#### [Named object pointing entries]
* BEGIN *

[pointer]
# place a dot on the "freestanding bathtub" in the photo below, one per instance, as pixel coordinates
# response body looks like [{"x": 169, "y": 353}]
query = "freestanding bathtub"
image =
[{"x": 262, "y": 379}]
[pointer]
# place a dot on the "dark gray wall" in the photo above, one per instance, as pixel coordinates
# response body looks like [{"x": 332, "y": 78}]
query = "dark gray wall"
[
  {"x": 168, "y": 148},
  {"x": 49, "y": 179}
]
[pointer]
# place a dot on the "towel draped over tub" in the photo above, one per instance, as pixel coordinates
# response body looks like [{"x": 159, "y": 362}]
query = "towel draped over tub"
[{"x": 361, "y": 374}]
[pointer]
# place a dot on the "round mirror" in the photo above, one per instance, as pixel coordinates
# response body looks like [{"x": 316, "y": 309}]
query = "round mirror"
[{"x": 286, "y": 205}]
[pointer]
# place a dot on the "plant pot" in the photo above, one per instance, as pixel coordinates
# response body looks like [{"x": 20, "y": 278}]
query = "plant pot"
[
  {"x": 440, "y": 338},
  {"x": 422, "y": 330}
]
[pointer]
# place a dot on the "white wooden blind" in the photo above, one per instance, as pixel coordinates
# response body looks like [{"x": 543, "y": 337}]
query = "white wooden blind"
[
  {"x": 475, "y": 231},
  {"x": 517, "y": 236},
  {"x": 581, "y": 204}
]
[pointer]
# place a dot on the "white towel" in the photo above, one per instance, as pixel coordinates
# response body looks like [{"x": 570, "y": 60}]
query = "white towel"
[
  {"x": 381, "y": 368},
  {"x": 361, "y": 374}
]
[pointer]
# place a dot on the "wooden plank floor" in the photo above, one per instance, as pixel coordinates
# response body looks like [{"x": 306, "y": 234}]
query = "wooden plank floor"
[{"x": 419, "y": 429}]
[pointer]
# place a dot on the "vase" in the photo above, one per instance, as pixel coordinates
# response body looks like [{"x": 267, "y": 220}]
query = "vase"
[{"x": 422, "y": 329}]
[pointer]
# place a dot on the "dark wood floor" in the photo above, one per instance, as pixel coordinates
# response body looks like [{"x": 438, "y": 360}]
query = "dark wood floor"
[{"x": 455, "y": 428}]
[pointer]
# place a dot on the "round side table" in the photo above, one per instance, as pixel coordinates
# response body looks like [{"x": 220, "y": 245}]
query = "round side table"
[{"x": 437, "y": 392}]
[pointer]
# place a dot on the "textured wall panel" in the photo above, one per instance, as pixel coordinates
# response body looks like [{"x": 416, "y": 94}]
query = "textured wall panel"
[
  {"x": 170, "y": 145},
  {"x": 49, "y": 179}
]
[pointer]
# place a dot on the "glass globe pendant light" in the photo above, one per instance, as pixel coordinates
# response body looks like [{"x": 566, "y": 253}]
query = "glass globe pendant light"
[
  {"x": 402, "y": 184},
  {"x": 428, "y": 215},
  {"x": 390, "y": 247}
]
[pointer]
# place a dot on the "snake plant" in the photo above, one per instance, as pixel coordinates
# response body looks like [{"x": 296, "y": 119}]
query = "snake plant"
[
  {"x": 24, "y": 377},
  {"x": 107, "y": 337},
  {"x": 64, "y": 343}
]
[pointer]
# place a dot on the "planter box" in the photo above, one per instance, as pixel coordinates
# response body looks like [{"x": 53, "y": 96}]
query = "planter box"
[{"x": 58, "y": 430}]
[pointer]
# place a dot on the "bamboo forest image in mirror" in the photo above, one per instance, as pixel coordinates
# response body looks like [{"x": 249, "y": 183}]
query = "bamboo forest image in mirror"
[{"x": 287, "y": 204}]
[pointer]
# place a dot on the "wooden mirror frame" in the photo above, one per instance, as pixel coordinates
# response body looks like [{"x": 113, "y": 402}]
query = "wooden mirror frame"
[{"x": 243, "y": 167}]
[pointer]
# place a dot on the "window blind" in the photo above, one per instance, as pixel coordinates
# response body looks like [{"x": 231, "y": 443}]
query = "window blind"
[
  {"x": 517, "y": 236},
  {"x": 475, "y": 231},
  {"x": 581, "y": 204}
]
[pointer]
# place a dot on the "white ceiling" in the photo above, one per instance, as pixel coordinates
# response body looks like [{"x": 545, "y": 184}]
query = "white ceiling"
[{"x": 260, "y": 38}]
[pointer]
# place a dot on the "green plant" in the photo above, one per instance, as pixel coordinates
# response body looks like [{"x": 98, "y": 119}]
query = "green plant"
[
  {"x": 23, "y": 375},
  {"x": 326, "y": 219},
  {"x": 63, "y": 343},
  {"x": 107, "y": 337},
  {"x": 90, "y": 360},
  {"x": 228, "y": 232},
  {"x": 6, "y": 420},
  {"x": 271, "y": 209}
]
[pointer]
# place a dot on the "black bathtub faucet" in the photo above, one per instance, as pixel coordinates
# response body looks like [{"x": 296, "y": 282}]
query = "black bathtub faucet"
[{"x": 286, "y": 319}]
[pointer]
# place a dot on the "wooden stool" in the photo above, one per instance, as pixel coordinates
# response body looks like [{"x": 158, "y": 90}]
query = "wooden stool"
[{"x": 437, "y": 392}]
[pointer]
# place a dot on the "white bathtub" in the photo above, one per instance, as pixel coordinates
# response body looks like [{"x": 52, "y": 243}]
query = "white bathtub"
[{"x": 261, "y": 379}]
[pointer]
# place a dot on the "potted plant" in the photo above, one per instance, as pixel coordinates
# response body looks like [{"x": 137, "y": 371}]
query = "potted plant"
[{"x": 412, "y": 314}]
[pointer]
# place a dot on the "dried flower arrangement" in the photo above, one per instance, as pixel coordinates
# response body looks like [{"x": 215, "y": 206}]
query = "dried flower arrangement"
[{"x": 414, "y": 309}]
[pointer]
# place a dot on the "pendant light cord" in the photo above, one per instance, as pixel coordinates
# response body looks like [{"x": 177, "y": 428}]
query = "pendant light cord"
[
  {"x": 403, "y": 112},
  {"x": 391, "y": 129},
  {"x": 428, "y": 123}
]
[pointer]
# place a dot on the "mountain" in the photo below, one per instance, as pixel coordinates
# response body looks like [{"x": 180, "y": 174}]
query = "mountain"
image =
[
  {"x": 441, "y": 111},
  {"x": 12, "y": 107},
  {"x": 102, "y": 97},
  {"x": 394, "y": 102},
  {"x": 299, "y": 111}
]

* END *

Reproduce each line of the material above precisely.

[pointer]
# place a dot on the "freestanding bathtub" in the photo below, one per instance, as pixel coordinates
# response body looks like [{"x": 169, "y": 353}]
query = "freestanding bathtub"
image =
[{"x": 262, "y": 379}]
[pointer]
# place a dot on the "dark gray wall" in the photo above, one per instance, as pixel coordinates
# response body looks like [{"x": 332, "y": 78}]
query = "dark gray wall"
[
  {"x": 168, "y": 148},
  {"x": 49, "y": 179}
]
[pointer]
# place a dot on the "towel draped over tub" in the photo above, one per instance, as pixel coordinates
# response body looks like [{"x": 159, "y": 362}]
query = "towel draped over tub"
[{"x": 361, "y": 374}]
[pointer]
# place a dot on the "round mirror" in the photo above, one per instance, as pixel coordinates
# response body looks like [{"x": 316, "y": 309}]
query = "round mirror"
[{"x": 286, "y": 205}]
[pointer]
# place a dot on the "plant pot" in the photo above, one per instance, as pixel coordinates
# response body looks like [{"x": 20, "y": 278}]
query = "plant pot"
[
  {"x": 440, "y": 338},
  {"x": 422, "y": 330}
]
[pointer]
# place a dot on the "white wooden blind" in the photo above, one per instance, as pixel coordinates
# response body looks like [{"x": 543, "y": 337}]
query = "white wooden blind"
[
  {"x": 475, "y": 231},
  {"x": 517, "y": 236},
  {"x": 581, "y": 204}
]
[pointer]
# place a dot on the "white towel" in the photo above, one per instance, as pixel coordinates
# response body looks like [{"x": 570, "y": 60}]
query = "white towel"
[
  {"x": 381, "y": 368},
  {"x": 361, "y": 374}
]
[pointer]
# place a dot on the "wooden plank floor" in the photo above, one per instance, as pixel coordinates
# response body looks like [{"x": 306, "y": 234}]
query = "wooden plank floor"
[{"x": 419, "y": 429}]
[pointer]
# place a dot on the "vase" in the photo above, one per instance, as pixel coordinates
# response body looks like [{"x": 267, "y": 220}]
query = "vase"
[{"x": 422, "y": 329}]
[pointer]
# place a dot on the "dark wood floor" in the photo above, one per instance, as pixel coordinates
# response body looks like [{"x": 438, "y": 360}]
query = "dark wood floor"
[{"x": 455, "y": 428}]
[pointer]
# place a dot on the "round side table" in the photo above, one per instance, as pixel coordinates
# response body looks like [{"x": 220, "y": 245}]
query = "round side table"
[{"x": 437, "y": 392}]
[pointer]
# place a dot on the "textured wall panel" in the photo above, one per instance, as pixel coordinates
# response body looks like [{"x": 416, "y": 94}]
query = "textured wall panel"
[
  {"x": 170, "y": 145},
  {"x": 49, "y": 179}
]
[pointer]
# place a dot on the "glass globe pendant light" in the photo above, one per instance, as pixel coordinates
# response body looks like [{"x": 566, "y": 253}]
query = "glass globe pendant light"
[
  {"x": 402, "y": 184},
  {"x": 428, "y": 215},
  {"x": 390, "y": 247}
]
[pointer]
# place a dot on the "snake plant" in the photo above, one per instance, as pixel coordinates
# response body looks like [{"x": 296, "y": 119}]
query = "snake plant"
[
  {"x": 24, "y": 377},
  {"x": 107, "y": 337},
  {"x": 64, "y": 343}
]
[pointer]
# place a dot on the "planter box" in the photo above, one per instance, as pixel coordinates
# response body looks like [{"x": 53, "y": 96}]
query = "planter box"
[{"x": 58, "y": 430}]
[pointer]
# place a dot on the "bamboo forest image in mirror" in the photo above, one per instance, as pixel coordinates
# response body looks like [{"x": 249, "y": 183}]
query = "bamboo forest image in mirror"
[{"x": 287, "y": 204}]
[pointer]
# place a dot on the "wooden mirror frame" in the photo above, one per instance, as pixel coordinates
# response body looks like [{"x": 113, "y": 402}]
query = "wooden mirror frame"
[{"x": 243, "y": 167}]
[pointer]
# place a dot on the "window blind" in the photo above, one per instance, as pixel coordinates
# response body looks like [{"x": 231, "y": 443}]
query = "window blind"
[
  {"x": 517, "y": 236},
  {"x": 475, "y": 231},
  {"x": 581, "y": 204}
]
[pointer]
# place a dot on the "white ceiling" in the photo above, one per instance, as pixel coordinates
# response body looks like [{"x": 545, "y": 184}]
query = "white ceiling"
[{"x": 260, "y": 38}]
[pointer]
# place a dot on the "green plant" in the photo above, one per instance, as pixel coordinates
# response body looks like [{"x": 98, "y": 119}]
query = "green plant"
[
  {"x": 23, "y": 375},
  {"x": 326, "y": 219},
  {"x": 63, "y": 343},
  {"x": 107, "y": 337},
  {"x": 90, "y": 360},
  {"x": 228, "y": 232},
  {"x": 6, "y": 420},
  {"x": 271, "y": 209}
]
[pointer]
# place a dot on the "black bathtub faucet" in the photo above, one per instance, as pixel coordinates
# response body looks like [{"x": 296, "y": 282}]
query = "black bathtub faucet"
[{"x": 286, "y": 319}]
[pointer]
# place a dot on the "wooden stool" in the photo above, one per instance, as pixel coordinates
# response body looks like [{"x": 158, "y": 90}]
query = "wooden stool"
[{"x": 437, "y": 392}]
[pointer]
# place a dot on the "white bathtub" in the photo above, one per instance, as pixel coordinates
# response body looks like [{"x": 52, "y": 243}]
query = "white bathtub"
[{"x": 261, "y": 379}]
[pointer]
# place a dot on the "potted plant" in the photo above, one per instance, as pixel coordinates
# response body looks like [{"x": 137, "y": 371}]
query = "potted plant"
[{"x": 412, "y": 314}]
[pointer]
# place a dot on the "dried flower arrangement" in the photo above, one per instance, as pixel coordinates
# response body looks like [{"x": 215, "y": 206}]
query = "dried flower arrangement"
[{"x": 414, "y": 309}]
[pointer]
# place a dot on the "pendant light cord" in the photo above, one per instance, as pixel coordinates
# response body looks like [{"x": 177, "y": 428}]
query = "pendant light cord"
[
  {"x": 403, "y": 112},
  {"x": 391, "y": 129},
  {"x": 428, "y": 123}
]
[pointer]
# place a dot on the "mountain" in the photo below, one per instance, as pixel coordinates
# response body looks like [{"x": 180, "y": 174}]
query = "mountain"
image =
[
  {"x": 441, "y": 111},
  {"x": 12, "y": 107},
  {"x": 102, "y": 97},
  {"x": 394, "y": 102},
  {"x": 299, "y": 111}
]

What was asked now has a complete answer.